提示された抜粋:
+++

桂園時代について説明します!
桂園時代とは
1901〜1913年、桂太郎と西園寺公望が交互に総理大臣を務めた時期のこと。
桂太郎(かつら たろう):山県有朋の後継者。山県閥・陸軍に属する。
西園寺公望(さいおんじ きんもち):伊藤博文の後継者。立憲政友会に属する。
政界の二大勢力(山県閥と立憲政友会)が内閣を交互に組織した。
- 第1次桂太郎内閣(1901.6〜1906.1)
- 第1次西園寺公望内閣(1906.1〜1908.7)
- 第2次桂太郎内閣(1908.7〜1911.8)
- 第2次西園寺公望内閣(1911.8〜1912.12)
- 第3次桂太郎内閣(1912.12〜1913.2)
桂園時代を理解するためのポイント
「スーパースターだけど、選挙で選ばれたわけではない人たちによる政治」から、
「選挙で選ばれた人たちによる政治」へと移行する過渡期
=桂園時代
ってとらえるとわかりやすいかなと思います。
僕はこんなイメージを持っています↓
桂園時代以前
権威の源泉=明治維新を成し遂げたという実績
→なので、明治維新を成し遂げた藩閥政治家が日本を引っ張った
桂園時代以後
権威の源泉=民衆からの支持
→なので、選挙でたくさんの議席を獲得した政党が日本を引っ張る
桂園時代前後のざっくりとした流れ
江戸幕府滅亡後、明治維新を成し遂げた藩閥政治家が日本を引っ張ってきた
→「一部の人だけで日本の未来を決めるんじゃねえ!」(自由民権運動)
→議会ができ、藩閥政府と議会が対立
→(いろいろあって…※くわしくは立憲政友会の記事参照)
→政党と藩閥政治家の伊藤博文が接近
→藩閥政治家の伊藤博文が率いる立憲政友会ができる
→桂園時代(←日比谷焼き打ち事件が起きる)
→(いろいろあって…)
→本格的な政党内閣である原敬内閣が成立
→(いろいろあって…)
→憲政の常道(二大政党制)
政界の構図
政界の二大勢力=山県閥、立憲政友会
山県有朋の後継者で陸軍軍人、政治家だった桂太郎は、山県閥・貴族院勢力を基盤として政権運営。
伊藤博文の後継者で立憲政友会の総裁だった西園寺公望は、立憲政友会を基盤として政権運営。

+++

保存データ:
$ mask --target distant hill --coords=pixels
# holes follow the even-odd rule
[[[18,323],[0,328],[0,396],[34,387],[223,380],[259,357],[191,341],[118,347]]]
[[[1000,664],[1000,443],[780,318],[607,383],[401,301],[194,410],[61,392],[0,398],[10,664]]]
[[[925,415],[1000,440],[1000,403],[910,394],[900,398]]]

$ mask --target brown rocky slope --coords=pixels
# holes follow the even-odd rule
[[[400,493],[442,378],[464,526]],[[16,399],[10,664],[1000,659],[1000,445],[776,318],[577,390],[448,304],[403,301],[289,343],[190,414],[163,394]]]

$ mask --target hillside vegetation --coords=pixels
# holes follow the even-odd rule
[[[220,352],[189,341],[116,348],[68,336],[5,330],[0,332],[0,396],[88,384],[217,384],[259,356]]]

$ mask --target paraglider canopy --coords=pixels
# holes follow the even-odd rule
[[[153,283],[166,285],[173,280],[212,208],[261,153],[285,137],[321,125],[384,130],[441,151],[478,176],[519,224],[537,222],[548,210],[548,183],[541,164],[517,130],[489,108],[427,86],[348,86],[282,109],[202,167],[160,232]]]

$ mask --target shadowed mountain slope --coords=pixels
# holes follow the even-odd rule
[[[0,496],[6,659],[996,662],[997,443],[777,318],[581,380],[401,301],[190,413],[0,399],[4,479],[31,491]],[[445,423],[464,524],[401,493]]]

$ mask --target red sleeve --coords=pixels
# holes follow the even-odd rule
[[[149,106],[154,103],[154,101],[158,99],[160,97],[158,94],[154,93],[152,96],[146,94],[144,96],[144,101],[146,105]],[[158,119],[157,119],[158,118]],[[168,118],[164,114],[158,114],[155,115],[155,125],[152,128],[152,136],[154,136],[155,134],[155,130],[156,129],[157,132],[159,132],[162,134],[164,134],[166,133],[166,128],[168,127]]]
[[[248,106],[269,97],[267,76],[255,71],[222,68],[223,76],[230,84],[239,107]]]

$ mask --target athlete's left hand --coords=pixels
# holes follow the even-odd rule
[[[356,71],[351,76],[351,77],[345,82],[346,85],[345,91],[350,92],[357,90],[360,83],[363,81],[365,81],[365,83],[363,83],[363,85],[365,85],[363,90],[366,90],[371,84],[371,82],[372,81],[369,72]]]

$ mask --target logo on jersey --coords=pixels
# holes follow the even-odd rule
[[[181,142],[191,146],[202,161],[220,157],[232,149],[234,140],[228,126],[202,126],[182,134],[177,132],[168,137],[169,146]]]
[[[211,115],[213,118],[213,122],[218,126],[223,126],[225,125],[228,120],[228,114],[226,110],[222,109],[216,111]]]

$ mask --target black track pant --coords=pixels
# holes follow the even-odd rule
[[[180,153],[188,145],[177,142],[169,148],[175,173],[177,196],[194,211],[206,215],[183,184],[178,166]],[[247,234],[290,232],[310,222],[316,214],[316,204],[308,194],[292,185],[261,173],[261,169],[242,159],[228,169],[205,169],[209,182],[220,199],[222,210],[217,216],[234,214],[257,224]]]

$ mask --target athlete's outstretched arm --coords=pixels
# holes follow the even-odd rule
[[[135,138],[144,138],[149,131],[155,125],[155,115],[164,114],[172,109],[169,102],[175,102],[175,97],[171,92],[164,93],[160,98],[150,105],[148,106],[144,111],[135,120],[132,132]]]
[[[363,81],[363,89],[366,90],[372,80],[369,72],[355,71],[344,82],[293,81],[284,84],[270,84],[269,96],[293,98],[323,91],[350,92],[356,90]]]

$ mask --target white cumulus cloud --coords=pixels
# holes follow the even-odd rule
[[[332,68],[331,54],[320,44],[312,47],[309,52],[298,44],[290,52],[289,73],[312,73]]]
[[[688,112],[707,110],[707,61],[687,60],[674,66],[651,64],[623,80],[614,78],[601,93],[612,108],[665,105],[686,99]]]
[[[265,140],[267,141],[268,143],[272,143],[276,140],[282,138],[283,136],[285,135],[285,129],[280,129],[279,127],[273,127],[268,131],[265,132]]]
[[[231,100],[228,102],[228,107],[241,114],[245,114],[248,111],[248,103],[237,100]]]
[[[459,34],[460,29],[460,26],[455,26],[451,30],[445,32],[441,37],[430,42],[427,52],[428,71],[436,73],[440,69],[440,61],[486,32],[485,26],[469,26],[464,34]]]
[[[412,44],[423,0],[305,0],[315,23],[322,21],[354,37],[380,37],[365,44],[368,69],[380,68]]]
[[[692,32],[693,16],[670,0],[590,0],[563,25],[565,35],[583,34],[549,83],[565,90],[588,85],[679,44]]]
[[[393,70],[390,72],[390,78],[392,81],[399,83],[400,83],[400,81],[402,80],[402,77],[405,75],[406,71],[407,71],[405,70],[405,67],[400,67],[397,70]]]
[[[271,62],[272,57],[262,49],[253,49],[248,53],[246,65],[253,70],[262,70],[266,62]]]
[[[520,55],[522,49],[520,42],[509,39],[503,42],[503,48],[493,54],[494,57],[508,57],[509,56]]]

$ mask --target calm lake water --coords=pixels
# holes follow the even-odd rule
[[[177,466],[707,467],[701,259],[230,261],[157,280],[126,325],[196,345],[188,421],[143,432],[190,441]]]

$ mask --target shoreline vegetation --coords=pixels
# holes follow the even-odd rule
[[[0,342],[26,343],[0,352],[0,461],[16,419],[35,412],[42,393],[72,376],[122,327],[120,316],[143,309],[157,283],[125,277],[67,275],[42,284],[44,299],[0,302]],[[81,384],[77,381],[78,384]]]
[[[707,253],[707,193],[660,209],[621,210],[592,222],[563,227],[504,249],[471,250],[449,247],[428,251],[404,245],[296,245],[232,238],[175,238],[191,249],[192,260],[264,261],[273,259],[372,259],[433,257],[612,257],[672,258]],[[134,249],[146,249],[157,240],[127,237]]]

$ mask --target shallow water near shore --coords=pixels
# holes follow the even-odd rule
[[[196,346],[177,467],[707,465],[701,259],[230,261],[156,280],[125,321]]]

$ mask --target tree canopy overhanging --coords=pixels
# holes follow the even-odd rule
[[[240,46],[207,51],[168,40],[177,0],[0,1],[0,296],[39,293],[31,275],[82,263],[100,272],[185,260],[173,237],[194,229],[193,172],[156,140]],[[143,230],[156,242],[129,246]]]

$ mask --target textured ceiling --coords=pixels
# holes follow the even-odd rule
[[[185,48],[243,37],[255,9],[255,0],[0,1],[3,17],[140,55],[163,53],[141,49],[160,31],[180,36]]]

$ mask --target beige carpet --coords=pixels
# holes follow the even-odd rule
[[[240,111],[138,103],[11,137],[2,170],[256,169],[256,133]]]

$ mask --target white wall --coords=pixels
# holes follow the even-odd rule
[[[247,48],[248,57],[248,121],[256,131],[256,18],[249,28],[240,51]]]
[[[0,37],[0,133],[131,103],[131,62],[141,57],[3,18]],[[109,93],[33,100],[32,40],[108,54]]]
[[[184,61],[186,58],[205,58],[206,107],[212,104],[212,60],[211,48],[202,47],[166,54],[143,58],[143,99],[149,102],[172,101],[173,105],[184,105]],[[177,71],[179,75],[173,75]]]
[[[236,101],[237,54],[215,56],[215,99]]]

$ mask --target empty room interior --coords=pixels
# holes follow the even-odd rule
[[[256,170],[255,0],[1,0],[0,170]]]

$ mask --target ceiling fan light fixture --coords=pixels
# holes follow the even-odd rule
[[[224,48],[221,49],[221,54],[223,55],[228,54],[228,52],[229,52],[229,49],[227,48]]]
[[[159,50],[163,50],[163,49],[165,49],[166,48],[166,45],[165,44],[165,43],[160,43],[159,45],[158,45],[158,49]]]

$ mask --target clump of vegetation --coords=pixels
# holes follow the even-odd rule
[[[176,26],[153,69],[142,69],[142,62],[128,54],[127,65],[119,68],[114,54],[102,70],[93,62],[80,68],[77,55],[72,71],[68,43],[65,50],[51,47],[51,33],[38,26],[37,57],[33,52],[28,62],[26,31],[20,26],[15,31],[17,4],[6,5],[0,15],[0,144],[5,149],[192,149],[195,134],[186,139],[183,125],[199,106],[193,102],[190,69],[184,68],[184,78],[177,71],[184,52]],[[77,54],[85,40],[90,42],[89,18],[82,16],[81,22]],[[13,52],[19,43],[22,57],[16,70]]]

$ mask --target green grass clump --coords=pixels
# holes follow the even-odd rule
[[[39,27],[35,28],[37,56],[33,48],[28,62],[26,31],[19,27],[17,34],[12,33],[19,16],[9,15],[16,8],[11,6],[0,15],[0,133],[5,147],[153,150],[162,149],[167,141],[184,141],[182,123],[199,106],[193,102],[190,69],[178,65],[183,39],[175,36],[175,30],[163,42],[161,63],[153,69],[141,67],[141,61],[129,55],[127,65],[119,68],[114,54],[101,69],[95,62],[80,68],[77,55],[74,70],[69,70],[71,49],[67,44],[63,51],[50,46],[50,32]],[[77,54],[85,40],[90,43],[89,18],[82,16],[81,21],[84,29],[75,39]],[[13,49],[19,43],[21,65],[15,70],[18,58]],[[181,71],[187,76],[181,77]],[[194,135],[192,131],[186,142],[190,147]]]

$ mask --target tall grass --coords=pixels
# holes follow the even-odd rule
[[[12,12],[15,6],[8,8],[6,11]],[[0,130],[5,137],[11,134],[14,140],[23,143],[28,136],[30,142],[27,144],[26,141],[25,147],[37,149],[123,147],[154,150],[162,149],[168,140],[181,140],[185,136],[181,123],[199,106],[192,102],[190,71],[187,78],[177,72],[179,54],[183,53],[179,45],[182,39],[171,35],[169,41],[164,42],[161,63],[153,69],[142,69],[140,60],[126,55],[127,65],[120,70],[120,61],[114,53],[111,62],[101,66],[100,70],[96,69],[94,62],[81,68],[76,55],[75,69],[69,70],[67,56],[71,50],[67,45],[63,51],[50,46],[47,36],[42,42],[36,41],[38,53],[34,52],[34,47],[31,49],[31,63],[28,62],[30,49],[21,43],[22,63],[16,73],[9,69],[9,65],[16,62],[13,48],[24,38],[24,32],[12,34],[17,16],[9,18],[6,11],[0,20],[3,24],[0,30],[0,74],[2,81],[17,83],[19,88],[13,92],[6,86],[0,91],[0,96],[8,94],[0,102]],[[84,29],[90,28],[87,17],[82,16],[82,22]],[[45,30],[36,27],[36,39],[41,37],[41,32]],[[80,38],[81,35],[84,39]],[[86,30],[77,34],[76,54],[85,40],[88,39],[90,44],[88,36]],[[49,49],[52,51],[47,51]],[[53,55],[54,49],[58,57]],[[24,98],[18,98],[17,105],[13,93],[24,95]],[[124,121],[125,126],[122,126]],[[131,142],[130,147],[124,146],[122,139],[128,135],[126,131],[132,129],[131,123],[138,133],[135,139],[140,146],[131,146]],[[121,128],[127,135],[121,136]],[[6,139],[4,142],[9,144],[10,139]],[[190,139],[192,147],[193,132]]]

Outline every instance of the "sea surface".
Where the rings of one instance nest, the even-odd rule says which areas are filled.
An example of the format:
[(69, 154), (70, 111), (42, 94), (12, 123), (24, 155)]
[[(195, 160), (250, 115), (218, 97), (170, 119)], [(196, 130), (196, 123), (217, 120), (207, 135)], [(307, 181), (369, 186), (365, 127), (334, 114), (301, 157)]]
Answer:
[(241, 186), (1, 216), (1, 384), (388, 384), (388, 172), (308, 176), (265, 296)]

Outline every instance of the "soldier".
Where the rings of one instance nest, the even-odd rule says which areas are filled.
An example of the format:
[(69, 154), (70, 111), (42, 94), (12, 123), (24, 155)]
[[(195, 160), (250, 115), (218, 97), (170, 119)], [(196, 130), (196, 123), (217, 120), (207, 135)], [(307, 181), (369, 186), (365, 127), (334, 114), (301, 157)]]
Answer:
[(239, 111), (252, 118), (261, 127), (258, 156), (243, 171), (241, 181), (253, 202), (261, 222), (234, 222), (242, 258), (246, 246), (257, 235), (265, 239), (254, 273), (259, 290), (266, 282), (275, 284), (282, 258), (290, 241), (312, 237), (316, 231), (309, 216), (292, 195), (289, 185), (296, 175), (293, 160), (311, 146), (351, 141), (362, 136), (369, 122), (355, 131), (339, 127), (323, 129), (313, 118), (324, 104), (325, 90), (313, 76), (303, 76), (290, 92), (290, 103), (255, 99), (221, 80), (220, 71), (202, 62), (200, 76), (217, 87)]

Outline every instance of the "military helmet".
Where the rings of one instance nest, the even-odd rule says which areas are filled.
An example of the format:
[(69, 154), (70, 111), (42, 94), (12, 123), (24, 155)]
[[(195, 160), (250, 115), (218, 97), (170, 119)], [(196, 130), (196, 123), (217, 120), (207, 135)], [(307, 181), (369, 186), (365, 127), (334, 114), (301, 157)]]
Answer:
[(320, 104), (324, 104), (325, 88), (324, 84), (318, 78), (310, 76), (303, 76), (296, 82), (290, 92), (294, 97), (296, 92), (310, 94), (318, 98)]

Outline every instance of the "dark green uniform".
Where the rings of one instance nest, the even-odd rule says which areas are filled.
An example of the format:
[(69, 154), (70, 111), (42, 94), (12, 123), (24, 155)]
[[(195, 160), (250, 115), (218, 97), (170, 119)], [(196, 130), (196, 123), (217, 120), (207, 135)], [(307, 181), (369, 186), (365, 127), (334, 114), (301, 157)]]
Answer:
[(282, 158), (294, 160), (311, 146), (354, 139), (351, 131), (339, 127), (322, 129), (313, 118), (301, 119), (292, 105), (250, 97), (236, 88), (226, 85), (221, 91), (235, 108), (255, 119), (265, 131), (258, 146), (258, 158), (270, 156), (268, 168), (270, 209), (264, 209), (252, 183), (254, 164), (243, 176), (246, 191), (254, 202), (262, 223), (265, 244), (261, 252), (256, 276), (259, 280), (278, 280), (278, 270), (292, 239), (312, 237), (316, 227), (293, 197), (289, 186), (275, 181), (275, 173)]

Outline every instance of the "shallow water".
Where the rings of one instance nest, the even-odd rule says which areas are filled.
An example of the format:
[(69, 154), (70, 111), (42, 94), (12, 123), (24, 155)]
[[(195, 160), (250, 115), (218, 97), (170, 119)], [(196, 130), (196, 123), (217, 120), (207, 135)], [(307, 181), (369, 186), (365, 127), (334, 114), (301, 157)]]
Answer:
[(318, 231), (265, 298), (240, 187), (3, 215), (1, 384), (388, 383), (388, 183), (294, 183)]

+++

明示された目標: 桂園時代の解説で、西園寺公望が誰の後継者とされているかを答えてください。

記述回答: 伊藤博文です。